== Segment start ==

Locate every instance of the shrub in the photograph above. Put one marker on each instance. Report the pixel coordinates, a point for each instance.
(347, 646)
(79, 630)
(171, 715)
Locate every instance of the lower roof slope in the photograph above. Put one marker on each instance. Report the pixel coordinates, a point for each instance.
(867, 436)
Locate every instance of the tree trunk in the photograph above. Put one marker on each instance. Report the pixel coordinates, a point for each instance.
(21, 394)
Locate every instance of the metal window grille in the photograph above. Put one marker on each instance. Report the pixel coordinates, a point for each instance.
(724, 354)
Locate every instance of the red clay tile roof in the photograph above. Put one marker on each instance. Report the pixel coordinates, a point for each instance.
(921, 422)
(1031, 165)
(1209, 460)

== Segment end ==

# Work required:
All entries are to be retyped with no difference from the original.

# Response to the task:
Locate every instance of the shrub in the photograph above. Put one marker on each instance. Report the pixel coordinates, a point for each instance.
(347, 646)
(79, 630)
(171, 715)
Locate every instance of the lower roof slope in the photograph above. Put one marker on each instance. Report the pixel coordinates, a point for each instance.
(867, 436)
Locate every instance of the tree trunk in the photograph above. Put one marker on each instance. Report the pixel coordinates, a point for each instance.
(21, 394)
Locate every instance of the metal window grille in the photograph above. Put one marker on each instance. Report the pixel coordinates, a point for each instance.
(724, 354)
Locate every instance of the red clay tile roof in the photograph above. Put one marker on each instance. Report the pixel coordinates, a point for each instance.
(921, 422)
(1031, 165)
(1209, 460)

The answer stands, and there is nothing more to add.